State how many of the lines below contain the word "holds", and give only that number.

**Data supplied**

===

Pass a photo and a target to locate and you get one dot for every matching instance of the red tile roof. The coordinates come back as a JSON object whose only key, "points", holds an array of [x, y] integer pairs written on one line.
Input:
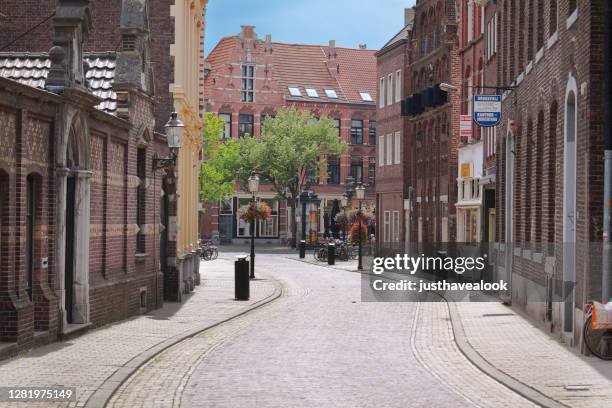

===

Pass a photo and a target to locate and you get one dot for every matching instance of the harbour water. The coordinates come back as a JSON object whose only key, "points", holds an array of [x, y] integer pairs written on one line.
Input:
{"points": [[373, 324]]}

===

**Full answer**
2